[Extract provided]:
--------
# Bargain Book Finds (September 2012) - Please, No Self Promotion



## Betsy the Quilter (Oct 27, 2008)

Post your found bargain* books here.

Click here for the August 2012 bargain book thread

This thread is for all to post their Bargain book finds, no self-promotion please. Please do not link through other sites -- use KindleBoards affiliate or generic Amazon links.

We generally try to keep this thread on topic with book posts only, off-topic posts will be "pruned"! This helps people who check the thread whenever they see the "new post" indicator or who have the thread set up for "notify." Thanks for your consideration!
--------
[Records shown]:
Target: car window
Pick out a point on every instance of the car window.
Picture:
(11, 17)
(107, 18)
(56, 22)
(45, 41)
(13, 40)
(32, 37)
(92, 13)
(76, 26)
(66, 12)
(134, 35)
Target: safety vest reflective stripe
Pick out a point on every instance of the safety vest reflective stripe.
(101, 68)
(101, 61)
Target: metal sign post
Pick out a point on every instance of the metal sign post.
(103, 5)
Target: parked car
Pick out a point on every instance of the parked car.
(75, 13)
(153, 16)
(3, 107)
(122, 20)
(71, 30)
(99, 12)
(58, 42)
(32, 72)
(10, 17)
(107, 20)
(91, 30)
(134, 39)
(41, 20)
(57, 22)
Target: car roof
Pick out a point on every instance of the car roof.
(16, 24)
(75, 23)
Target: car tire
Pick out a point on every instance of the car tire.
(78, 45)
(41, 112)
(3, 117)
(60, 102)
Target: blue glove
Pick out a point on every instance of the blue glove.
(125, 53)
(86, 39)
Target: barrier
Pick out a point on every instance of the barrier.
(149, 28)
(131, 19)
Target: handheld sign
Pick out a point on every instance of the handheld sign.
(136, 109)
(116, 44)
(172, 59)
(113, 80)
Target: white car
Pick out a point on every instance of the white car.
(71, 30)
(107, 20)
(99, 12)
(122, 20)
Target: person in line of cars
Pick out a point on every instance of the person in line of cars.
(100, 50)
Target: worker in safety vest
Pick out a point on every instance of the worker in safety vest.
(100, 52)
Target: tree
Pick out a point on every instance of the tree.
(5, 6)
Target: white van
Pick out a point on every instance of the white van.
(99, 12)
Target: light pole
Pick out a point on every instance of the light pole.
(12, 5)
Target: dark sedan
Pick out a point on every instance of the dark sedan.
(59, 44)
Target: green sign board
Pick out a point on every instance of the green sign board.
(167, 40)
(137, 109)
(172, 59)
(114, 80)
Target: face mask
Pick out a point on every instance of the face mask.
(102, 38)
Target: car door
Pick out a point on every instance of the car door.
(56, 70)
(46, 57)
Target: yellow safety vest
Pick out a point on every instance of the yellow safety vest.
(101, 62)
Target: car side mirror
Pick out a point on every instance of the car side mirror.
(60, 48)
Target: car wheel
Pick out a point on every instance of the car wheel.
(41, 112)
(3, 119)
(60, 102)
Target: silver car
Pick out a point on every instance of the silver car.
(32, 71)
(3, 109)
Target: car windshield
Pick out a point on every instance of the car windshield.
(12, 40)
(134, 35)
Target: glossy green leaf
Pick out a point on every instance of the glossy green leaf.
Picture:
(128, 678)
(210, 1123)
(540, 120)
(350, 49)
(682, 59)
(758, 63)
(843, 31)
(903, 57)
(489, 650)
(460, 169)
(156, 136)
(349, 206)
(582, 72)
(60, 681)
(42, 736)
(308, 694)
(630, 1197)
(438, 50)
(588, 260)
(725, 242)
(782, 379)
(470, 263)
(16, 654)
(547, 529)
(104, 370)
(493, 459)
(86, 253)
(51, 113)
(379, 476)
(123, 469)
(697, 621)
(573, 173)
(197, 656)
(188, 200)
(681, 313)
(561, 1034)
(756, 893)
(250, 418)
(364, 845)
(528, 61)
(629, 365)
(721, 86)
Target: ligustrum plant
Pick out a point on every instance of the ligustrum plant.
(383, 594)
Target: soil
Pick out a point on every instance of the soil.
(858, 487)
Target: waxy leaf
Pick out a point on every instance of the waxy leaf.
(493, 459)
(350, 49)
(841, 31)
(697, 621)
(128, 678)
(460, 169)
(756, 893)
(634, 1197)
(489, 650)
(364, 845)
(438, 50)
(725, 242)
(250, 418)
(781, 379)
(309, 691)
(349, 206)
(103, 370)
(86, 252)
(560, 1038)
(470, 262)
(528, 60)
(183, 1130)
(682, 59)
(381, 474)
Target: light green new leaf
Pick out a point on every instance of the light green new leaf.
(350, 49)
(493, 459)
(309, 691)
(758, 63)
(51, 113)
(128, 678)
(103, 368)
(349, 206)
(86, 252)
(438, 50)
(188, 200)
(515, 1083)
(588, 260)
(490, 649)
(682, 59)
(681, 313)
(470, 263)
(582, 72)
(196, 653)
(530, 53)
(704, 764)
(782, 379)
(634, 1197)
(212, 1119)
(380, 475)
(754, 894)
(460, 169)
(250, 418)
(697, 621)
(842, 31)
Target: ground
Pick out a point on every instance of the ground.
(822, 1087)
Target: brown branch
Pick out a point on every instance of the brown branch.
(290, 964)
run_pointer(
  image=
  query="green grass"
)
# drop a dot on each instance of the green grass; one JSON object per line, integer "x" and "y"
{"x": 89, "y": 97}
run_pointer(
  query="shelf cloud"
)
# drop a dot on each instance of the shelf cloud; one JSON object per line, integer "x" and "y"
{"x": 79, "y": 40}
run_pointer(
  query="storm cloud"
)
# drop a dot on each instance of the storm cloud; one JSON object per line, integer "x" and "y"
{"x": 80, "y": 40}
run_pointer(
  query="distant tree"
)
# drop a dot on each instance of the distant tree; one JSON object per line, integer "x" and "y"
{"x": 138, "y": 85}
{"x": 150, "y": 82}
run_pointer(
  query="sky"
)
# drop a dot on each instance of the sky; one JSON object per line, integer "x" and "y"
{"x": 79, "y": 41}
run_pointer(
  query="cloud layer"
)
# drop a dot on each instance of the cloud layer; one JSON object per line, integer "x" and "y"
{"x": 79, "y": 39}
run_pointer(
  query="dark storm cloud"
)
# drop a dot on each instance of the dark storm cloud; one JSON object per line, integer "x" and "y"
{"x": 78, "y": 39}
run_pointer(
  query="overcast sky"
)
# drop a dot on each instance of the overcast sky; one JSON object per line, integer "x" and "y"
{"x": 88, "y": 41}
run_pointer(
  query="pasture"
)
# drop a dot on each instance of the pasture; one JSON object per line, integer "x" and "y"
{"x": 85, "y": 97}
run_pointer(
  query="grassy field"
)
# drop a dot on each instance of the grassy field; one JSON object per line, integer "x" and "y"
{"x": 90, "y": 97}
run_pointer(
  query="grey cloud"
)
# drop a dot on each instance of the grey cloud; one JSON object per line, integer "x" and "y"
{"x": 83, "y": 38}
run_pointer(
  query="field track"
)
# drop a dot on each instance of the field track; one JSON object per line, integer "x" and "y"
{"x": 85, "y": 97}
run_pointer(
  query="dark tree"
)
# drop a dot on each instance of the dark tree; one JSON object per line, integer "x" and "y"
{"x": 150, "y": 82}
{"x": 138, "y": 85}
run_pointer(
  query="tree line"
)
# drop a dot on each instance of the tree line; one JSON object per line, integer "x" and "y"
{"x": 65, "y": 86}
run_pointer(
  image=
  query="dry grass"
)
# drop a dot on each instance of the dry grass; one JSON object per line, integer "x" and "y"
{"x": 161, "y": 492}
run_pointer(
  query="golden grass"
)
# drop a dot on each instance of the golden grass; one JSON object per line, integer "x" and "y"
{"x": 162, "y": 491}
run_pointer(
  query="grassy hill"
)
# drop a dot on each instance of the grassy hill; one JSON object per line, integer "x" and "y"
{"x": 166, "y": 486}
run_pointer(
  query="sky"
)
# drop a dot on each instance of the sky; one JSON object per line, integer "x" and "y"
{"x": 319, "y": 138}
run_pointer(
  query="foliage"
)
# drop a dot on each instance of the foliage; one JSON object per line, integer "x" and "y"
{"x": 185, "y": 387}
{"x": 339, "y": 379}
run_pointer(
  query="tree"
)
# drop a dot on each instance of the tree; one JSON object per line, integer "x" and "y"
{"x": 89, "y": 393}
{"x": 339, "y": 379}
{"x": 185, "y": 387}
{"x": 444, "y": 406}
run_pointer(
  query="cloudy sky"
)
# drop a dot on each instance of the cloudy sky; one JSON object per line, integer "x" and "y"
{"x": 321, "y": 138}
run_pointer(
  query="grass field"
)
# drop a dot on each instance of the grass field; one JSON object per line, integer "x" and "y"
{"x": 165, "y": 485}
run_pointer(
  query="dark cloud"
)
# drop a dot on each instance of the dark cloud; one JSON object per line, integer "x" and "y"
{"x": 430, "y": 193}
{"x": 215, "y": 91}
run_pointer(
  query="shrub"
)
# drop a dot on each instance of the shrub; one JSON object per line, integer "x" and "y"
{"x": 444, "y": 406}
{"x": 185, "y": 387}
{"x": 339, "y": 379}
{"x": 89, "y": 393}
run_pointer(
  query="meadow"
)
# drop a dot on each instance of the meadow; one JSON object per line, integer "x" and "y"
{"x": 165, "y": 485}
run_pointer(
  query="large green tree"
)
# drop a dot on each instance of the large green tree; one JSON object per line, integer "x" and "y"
--------
[Exercises]:
• 1. According to the bargain book thread, what kind of links should posters use instead of linking through other sites?
• 2. Identify every line of the entries that contains the string "light", matching case exactly.
The forum thread and the entries have no connection to each other.

[Responses in order]:
• 1. KindleBoards affiliate links or generic Amazon links.

• 2.
Target: light pole
Pick out a point on every instance of the light pole.
Target: light green new leaf
Pick out a point on every instance of the light green new leaf.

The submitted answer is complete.